Exercise
Below is a profile of the sailor Andy Cassell. List every distinct year it mentions, in chronological order.

Given text
::::

Andy Cassell

Personal information
- Full name: Andrew Cassell
- Nationality: British
- Born: 14 July 1942 East Sussex, England
- Died: 18 March 2025 (aged 82) Cowes, Isle of Wight, England

Sailing career
- Sport: Sailing
- Club: Cowes Corinthian Yacht Club Island Sailing Club

Medal record
Sailing
Representing United Kingdom
Paralympic Games
| Gold medal – first place | 1996 Atlanta | Mixed Three Person Sonar |
IFDS World Championships
| Silver medal – second place | 2001 | Mixed Three Person Sonar |

= Andy Cassell =

British Paralympic sailor (1942–2025)

Andrew Cassell (14 July 1942 – 18 March 2025) was a British Paralympic sailor who won gold at the 1996 Summer Paralympics, where the sport made its Paralympic debut. He was born in East Sussex, England.

::::

Supplied records
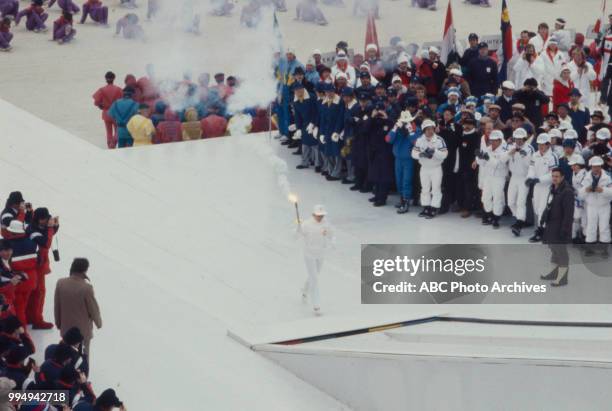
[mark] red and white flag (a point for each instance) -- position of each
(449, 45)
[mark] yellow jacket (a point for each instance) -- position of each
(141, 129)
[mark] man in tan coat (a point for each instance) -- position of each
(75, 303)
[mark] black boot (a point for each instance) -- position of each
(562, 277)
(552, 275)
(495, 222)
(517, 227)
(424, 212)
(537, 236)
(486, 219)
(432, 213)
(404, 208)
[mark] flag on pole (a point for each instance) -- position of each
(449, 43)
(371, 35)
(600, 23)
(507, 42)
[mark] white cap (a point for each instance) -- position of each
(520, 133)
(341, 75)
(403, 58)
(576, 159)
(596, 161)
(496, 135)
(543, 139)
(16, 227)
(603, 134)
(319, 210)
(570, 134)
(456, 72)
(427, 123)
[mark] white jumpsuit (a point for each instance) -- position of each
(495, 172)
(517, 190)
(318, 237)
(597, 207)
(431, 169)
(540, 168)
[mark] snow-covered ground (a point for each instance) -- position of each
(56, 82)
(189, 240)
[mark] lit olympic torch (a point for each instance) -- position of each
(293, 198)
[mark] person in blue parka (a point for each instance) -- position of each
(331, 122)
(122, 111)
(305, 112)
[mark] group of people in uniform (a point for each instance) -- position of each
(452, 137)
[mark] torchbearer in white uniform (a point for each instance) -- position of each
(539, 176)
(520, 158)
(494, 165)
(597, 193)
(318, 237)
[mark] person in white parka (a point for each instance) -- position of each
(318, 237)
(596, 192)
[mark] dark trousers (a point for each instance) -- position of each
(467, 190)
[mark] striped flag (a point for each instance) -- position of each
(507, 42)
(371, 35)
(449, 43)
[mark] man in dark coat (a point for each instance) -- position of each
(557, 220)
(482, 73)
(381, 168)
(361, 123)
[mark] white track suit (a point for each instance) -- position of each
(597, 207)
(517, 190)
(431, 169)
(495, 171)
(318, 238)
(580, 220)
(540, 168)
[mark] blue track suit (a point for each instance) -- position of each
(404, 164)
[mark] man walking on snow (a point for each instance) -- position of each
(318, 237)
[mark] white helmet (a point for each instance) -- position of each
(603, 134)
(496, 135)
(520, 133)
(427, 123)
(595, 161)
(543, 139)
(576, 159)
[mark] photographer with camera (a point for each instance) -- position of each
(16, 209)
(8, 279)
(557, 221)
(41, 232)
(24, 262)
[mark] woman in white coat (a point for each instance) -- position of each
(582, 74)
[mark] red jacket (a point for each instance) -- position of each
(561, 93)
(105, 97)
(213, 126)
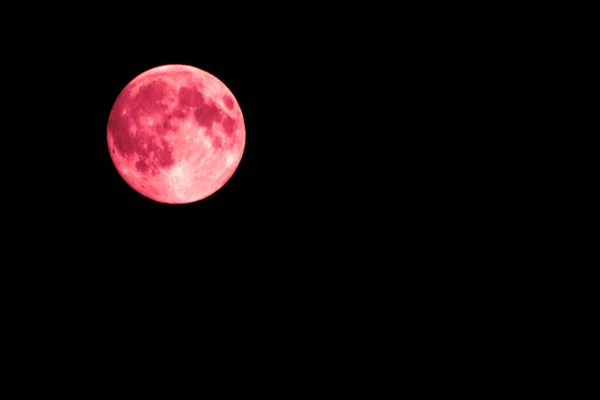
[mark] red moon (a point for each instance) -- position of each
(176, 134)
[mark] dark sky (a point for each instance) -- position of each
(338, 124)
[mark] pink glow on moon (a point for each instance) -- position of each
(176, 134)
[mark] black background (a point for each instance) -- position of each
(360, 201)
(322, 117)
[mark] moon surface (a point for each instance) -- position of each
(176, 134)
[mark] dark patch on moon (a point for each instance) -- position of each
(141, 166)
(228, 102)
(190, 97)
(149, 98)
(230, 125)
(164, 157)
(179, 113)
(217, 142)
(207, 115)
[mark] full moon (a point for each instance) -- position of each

::::

Exercise answer
1942, 1996, 2001, 2025